Problem statement >>
Search the material below for the word "pendant". Copy every line where it is found.

Data section >>

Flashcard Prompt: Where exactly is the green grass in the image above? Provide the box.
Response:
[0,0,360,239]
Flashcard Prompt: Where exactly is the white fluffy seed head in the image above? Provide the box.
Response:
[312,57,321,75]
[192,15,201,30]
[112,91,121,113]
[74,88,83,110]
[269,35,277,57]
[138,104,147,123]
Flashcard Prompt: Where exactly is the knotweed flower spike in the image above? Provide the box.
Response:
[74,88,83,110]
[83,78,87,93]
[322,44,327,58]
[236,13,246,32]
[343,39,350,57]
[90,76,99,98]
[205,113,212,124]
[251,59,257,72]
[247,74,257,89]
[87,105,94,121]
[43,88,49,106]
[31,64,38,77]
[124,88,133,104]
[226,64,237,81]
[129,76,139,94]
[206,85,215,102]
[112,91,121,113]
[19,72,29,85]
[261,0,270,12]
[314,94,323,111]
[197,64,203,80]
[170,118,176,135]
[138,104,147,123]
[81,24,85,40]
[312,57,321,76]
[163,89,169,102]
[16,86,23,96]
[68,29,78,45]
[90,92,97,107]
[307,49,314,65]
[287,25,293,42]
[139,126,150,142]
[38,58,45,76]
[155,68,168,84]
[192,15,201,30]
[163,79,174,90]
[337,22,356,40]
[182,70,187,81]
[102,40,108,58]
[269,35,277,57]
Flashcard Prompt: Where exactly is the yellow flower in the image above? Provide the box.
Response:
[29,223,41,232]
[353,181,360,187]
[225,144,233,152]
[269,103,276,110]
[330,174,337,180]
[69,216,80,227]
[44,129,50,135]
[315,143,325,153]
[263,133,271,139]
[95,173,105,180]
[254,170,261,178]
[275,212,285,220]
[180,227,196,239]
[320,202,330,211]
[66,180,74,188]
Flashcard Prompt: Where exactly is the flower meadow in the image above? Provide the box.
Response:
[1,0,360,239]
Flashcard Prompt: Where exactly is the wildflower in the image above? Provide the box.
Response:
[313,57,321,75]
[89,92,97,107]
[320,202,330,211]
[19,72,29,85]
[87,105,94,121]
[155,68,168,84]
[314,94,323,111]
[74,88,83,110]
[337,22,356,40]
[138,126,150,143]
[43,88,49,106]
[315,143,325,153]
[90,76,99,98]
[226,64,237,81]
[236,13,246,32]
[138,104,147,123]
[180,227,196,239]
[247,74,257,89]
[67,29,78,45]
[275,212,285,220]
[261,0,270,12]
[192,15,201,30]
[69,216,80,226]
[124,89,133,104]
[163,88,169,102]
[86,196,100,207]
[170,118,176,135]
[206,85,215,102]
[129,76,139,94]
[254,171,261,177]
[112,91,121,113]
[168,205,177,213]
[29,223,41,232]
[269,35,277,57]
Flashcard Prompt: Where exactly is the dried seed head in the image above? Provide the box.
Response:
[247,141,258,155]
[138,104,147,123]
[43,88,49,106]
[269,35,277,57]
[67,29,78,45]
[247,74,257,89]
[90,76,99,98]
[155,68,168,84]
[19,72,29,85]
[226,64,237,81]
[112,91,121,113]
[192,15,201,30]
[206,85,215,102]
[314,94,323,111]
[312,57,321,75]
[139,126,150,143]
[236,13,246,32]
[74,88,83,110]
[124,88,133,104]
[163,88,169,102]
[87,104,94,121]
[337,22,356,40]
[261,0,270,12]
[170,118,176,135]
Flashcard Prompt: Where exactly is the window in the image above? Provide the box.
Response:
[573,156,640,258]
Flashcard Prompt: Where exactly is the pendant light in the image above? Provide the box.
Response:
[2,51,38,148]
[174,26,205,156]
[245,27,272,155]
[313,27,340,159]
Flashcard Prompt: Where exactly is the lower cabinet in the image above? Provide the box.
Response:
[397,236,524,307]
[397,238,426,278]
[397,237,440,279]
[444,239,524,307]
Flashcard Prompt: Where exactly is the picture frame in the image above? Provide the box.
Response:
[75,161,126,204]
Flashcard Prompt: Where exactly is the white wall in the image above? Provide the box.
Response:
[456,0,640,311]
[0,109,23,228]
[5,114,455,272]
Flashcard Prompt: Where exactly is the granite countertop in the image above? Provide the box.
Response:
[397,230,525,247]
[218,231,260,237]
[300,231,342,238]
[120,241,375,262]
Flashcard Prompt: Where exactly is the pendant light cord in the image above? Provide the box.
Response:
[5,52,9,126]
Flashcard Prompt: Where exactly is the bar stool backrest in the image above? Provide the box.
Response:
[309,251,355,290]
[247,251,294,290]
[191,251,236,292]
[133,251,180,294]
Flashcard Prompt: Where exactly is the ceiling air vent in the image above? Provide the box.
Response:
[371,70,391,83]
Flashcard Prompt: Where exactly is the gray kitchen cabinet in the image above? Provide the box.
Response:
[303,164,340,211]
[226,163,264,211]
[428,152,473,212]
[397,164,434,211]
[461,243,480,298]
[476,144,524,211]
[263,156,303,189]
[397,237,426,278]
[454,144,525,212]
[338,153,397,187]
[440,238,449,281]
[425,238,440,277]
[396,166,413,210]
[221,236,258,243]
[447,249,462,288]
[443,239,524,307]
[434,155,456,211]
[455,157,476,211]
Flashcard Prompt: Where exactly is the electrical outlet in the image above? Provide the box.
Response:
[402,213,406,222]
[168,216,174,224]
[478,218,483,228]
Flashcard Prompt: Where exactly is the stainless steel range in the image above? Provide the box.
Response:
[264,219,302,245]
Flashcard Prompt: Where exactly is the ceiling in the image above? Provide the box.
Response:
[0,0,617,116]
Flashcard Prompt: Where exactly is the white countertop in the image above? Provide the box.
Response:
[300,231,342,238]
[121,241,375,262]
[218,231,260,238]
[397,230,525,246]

Solution to the problem >>
Flashcard Prompt: Where exactly is the pendant light in the image above? Provide the box.
Flashcard Prompt: Where exactly is the pendant light cord in the image above? Provide the box.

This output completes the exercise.